------ Dataset extract

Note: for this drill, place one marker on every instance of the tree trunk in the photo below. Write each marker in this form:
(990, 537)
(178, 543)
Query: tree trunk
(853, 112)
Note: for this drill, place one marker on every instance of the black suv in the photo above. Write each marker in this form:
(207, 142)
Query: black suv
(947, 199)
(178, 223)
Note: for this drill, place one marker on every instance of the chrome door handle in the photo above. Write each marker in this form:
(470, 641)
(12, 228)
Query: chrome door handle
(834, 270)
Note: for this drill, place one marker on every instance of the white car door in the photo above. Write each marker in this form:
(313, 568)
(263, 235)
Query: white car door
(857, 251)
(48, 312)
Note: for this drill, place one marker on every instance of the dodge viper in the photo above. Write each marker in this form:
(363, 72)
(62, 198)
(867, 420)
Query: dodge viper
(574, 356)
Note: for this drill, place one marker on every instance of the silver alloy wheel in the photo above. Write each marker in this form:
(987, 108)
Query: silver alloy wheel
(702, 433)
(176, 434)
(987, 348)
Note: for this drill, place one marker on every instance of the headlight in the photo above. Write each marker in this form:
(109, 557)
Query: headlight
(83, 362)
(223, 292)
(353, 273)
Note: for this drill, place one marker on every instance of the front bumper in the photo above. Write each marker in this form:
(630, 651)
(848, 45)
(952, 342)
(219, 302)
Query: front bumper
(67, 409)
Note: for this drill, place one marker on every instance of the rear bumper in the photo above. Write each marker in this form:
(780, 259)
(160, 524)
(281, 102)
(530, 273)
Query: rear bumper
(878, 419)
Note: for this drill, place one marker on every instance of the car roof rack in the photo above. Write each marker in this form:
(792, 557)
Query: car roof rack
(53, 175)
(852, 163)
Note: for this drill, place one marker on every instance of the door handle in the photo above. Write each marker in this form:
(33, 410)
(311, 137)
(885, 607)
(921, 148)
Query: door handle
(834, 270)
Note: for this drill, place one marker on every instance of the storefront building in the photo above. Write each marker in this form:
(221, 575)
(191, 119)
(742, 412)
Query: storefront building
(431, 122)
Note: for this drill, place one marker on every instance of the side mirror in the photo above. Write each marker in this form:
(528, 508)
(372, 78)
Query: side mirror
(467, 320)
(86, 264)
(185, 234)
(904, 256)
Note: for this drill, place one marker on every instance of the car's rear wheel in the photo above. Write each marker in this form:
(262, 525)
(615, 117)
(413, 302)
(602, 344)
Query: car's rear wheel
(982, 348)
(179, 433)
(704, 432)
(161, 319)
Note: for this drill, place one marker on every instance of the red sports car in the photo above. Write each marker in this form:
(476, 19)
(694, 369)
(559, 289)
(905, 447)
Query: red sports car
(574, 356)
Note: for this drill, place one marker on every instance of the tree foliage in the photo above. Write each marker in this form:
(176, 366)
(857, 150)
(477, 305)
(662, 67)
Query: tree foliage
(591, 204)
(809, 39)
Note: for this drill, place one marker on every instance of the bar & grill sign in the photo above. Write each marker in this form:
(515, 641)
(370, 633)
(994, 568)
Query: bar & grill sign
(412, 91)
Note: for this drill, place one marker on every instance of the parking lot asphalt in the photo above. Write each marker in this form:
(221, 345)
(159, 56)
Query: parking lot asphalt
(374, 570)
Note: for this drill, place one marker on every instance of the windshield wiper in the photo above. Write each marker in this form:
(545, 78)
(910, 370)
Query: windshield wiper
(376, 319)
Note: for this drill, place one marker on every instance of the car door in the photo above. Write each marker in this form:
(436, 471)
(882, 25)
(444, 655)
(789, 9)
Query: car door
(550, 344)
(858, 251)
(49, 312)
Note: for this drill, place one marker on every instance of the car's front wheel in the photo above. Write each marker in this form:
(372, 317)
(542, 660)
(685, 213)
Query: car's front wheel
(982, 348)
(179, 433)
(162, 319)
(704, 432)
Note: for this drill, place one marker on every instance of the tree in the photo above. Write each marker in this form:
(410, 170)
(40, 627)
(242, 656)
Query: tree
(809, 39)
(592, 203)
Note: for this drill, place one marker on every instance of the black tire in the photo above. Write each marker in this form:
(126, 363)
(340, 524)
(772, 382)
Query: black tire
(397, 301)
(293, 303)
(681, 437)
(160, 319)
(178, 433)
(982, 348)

------------

#### Exercise task
Update the items above by replacing each occurrence of "marker" with "point", leaving all other text unchanged.

#### Solution to this problem
Note: for this drill, place one point on every instance of the tree trunk in the photo below. Write each point in this form:
(990, 537)
(178, 543)
Query: tree trunk
(853, 112)
Note: for this drill, place one point on every instance of the black suv in the photo above. Write each point in this form:
(207, 142)
Query: black suv
(947, 199)
(178, 223)
Note: for this drill, place one point on every instance of the chrome door handle in the photo above. Write each point in this form:
(470, 641)
(12, 228)
Query: chrome door handle
(834, 270)
Note: for this drill, place one point on every instance of the white car door in the photo above. Write each point in this form:
(313, 568)
(263, 235)
Query: white car door
(857, 251)
(48, 312)
Note: for this drill, place one point on every instance of the dodge viper in the photo above. Write each point in this form:
(363, 72)
(62, 198)
(867, 420)
Query: dodge viper
(574, 356)
Note: for this drill, place one point on every instance of the silver alloy wheel in the photo above. Write each point in this form:
(987, 108)
Query: silver alloy wheel
(702, 433)
(176, 434)
(987, 348)
Note: for this drill, place one point on every instance of the headlight in the photo above. Write each point in this form:
(109, 557)
Query: headlight
(83, 362)
(223, 292)
(353, 273)
Note: for this drill, place one point on every instance of the front bumper in the photo above. Write each point in this form:
(630, 651)
(848, 45)
(952, 342)
(219, 302)
Query: front bumper
(67, 409)
Note: for this drill, place one point on every instance of the rear bumper in the photo above. Write each point in this form:
(780, 259)
(160, 524)
(281, 102)
(530, 273)
Query: rear bumper
(878, 419)
Note: for this drill, place one point on every instance of the car roof rack in the photo above. Write each point in this form:
(792, 557)
Query: car roof rack
(53, 175)
(852, 163)
Note: for this drill, place one point on every instance of the door handle in the photo above. Write each point in this form:
(33, 410)
(311, 137)
(885, 607)
(921, 148)
Query: door handle
(834, 270)
Note: for this drill, place one point on every instance of the storefront building in the photo above. Write each point in this form:
(221, 575)
(191, 119)
(742, 412)
Query: storefront building
(431, 122)
Note: for this drill, place one point on every instance of the side mirror in the photo above. Write each point in this form:
(528, 508)
(372, 78)
Query: side mirror
(467, 320)
(86, 264)
(185, 234)
(904, 256)
Note: for this drill, place one point on every instance of the car's rear wheel in the photo above. Write each point in this form:
(262, 525)
(615, 117)
(413, 302)
(602, 344)
Query: car's rear wheel
(982, 348)
(179, 433)
(704, 432)
(161, 319)
Note: for this drill, place one point on every instance of the red sports car in the photo above. Write each point in this form:
(476, 19)
(694, 369)
(559, 289)
(905, 447)
Query: red sports car
(574, 356)
Note: for this drill, place one point on every instance of the tree foliage in the photo above. Write each point in this form:
(176, 366)
(857, 150)
(477, 305)
(662, 67)
Query: tree foliage
(591, 204)
(809, 39)
Note: for this drill, place one point on every instance of the bar & grill sign in the photo above. Write each point in this form:
(515, 641)
(370, 633)
(994, 568)
Query: bar & grill sign
(412, 91)
Note: for this drill, place one point on every instance of the parking lot asphalt in the photo above. Write each point in this form:
(221, 345)
(159, 56)
Query: parking lot asphalt
(374, 570)
Note: for this drill, place one point on every instance of the windshield wiper in the photo above. Write each point in this form:
(545, 78)
(910, 370)
Query: windshield wiper
(376, 319)
Note: for this drill, place one point on every instance of the car door in the photo above. Write each point in this form:
(436, 471)
(882, 25)
(444, 655)
(789, 9)
Query: car door
(550, 344)
(858, 251)
(49, 312)
Note: for this drill, place one point on every instance of the car's front wheel in the photo above. Write each point in this form:
(372, 317)
(542, 660)
(685, 213)
Query: car's front wheel
(982, 348)
(179, 433)
(162, 319)
(704, 432)
Note: for this drill, place one point on every instance of the tree in the photo above. Write each point in this form:
(410, 170)
(40, 627)
(242, 656)
Query: tree
(809, 39)
(592, 203)
Note: for this drill, place one point on every instance of the black tire in the photo above. Write each point in this form:
(126, 363)
(340, 524)
(772, 382)
Query: black tire
(397, 301)
(293, 303)
(681, 437)
(160, 319)
(178, 433)
(982, 348)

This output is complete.